Dataset extract:
=== Begin Enclosure ===
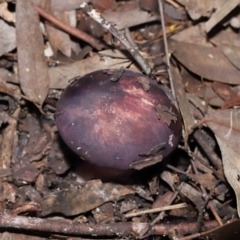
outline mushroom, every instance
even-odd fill
[[[75,78],[58,101],[56,124],[82,160],[119,176],[145,159],[168,156],[182,131],[180,114],[163,87],[124,69]]]

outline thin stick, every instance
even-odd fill
[[[165,54],[167,59],[167,72],[168,72],[169,82],[172,90],[173,100],[175,102],[175,105],[177,106],[176,93],[173,85],[172,73],[170,70],[170,58],[169,58],[169,52],[168,52],[167,34],[166,34],[166,28],[165,28],[162,0],[158,0],[158,5],[159,5],[159,11],[160,11],[160,19],[162,23],[163,43],[164,43]]]
[[[101,24],[102,27],[106,28],[110,33],[112,33],[113,36],[115,36],[125,47],[126,49],[131,53],[133,58],[138,62],[138,64],[141,66],[142,70],[149,75],[152,71],[151,66],[148,64],[148,62],[142,57],[140,52],[137,48],[131,44],[127,38],[124,36],[123,33],[119,32],[117,28],[114,26],[114,24],[109,23],[106,21],[100,13],[98,13],[96,10],[92,9],[88,4],[82,3],[80,5],[80,8],[88,14],[90,17],[92,17],[96,22]]]
[[[198,169],[197,169],[197,167],[195,166],[195,163],[194,163],[193,160],[191,160],[191,164],[192,164],[192,168],[193,168],[195,174],[198,174]],[[212,204],[212,201],[208,201],[210,197],[208,197],[208,194],[207,194],[206,189],[205,189],[203,186],[200,186],[200,188],[201,188],[202,193],[203,193],[203,199],[208,202],[208,203],[207,203],[207,206],[208,206],[209,209],[212,211],[212,214],[213,214],[213,216],[215,217],[215,219],[217,220],[218,224],[219,224],[220,226],[222,226],[222,225],[223,225],[222,219],[221,219],[220,216],[218,215],[218,212],[217,212],[215,206]]]
[[[27,232],[47,232],[57,233],[58,235],[75,236],[98,236],[98,237],[128,237],[138,236],[141,229],[145,228],[147,223],[140,222],[118,222],[109,224],[82,224],[63,219],[43,219],[24,216],[0,215],[0,227],[4,231],[12,232],[14,229],[21,229]],[[216,221],[204,222],[205,230],[217,227]],[[176,232],[177,235],[191,234],[195,223],[161,223],[155,225],[151,235],[171,235]],[[116,239],[116,238],[115,238]]]
[[[125,217],[126,218],[136,217],[136,216],[147,214],[147,213],[156,213],[156,212],[167,211],[167,210],[172,210],[172,209],[184,208],[186,206],[187,206],[186,203],[179,203],[179,204],[165,206],[165,207],[159,207],[159,208],[142,210],[142,211],[138,211],[138,212],[134,212],[134,213],[128,213],[128,214],[125,214]]]
[[[97,50],[103,49],[104,45],[100,43],[99,40],[95,39],[94,37],[90,36],[89,34],[82,32],[81,30],[68,26],[65,23],[59,21],[56,17],[52,14],[46,12],[43,8],[36,6],[39,15],[47,19],[49,22],[53,23],[58,28],[62,29],[63,31],[82,39],[83,41],[89,43],[91,46],[96,48]]]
=== End Enclosure ===
Set down exactly the lines from the start of the records through the line containing "outline thin stick, every instance", both included, and omit the pictures.

outline mushroom, every instance
even-odd fill
[[[75,78],[58,101],[56,124],[82,160],[119,176],[145,159],[168,156],[182,131],[180,114],[163,87],[124,69]]]

outline thin stick, every instance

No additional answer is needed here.